What to work on. Copy each of the following entries verbatim, line for line.
-- START OF Provided information --
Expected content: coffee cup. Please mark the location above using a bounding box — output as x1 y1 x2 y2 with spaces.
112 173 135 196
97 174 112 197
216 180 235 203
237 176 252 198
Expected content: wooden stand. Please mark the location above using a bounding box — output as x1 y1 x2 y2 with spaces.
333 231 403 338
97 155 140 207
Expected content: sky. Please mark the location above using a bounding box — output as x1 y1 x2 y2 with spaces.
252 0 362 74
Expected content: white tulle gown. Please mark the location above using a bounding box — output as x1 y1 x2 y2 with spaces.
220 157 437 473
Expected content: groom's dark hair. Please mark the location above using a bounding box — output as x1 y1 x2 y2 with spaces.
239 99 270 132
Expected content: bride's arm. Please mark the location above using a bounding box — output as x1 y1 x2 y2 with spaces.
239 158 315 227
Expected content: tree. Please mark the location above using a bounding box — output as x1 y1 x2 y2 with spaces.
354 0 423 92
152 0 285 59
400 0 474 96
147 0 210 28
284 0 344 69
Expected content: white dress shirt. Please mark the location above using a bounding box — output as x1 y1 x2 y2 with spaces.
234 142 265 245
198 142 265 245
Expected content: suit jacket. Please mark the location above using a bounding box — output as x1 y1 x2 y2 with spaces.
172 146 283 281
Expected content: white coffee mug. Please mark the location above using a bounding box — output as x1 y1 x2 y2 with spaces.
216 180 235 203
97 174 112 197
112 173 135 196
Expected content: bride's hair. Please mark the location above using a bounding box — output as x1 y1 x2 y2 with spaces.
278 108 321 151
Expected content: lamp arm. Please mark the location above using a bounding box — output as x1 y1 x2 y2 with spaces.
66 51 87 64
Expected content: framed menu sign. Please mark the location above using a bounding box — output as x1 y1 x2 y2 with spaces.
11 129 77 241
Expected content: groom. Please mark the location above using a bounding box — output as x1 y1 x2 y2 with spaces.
-- END OF Provided information --
Completed exercise.
Expected content: coffee cup. Please mark the location above using a bounding box — output as x1 y1 x2 y2 with spaces.
112 173 135 196
97 174 112 197
216 180 235 203
237 176 252 198
Expected content: wooden stand. Please mark the location above using a bounding box — output as x1 y1 x2 y2 with spaces.
333 231 403 338
97 155 140 207
Expected content: sky. Please mark the location above using a bounding box — output as x1 y1 x2 y2 with spaces.
252 0 362 74
Expected content: white tulle gown. Please mark the location above using a bounding box — output as x1 y1 x2 y2 with spaces.
220 157 437 473
Expected content: groom's dark hair. Please mark the location above using a bounding box — output as x1 y1 x2 y2 with spaces.
239 99 270 132
Expected content: bride's arm. Please mark the location above using a bounding box — output as x1 y1 x2 y2 with spaces.
239 158 315 227
Expected content: tree. Please mark the location above using a bounding box — output as x1 y1 x2 y2 with spaces.
354 0 423 92
152 0 285 59
400 0 474 96
147 0 210 28
284 0 344 69
Expected content: white dress shirt. Please mark the location above using a bounding box — output as x1 y1 x2 y2 with spaces.
234 142 265 245
198 142 265 245
Expected content: suit jacket. Please mark the location above using a bounding box — output as x1 y1 x2 y2 with spaces.
172 146 283 281
Expected content: white coffee mug. Please mark the location above using a bounding box — output as x1 y1 x2 y2 with spaces.
216 180 235 203
97 174 112 197
112 173 135 196
Expected content: bride's hair. Please mark the location above using a bounding box — output as x1 y1 x2 y2 with spaces.
278 108 321 151
Expected content: lamp arm. Please mark the location above using a bounding box — output as x1 y1 x2 y2 with spaces.
66 51 87 64
Expected content: framed menu sign. Please mark the location above using a bounding box — output as x1 y1 x2 y2 with spaces.
11 129 77 241
Expected content: groom. Please mark the location above using a bounding box — output as x1 y1 x2 y2 with spaces.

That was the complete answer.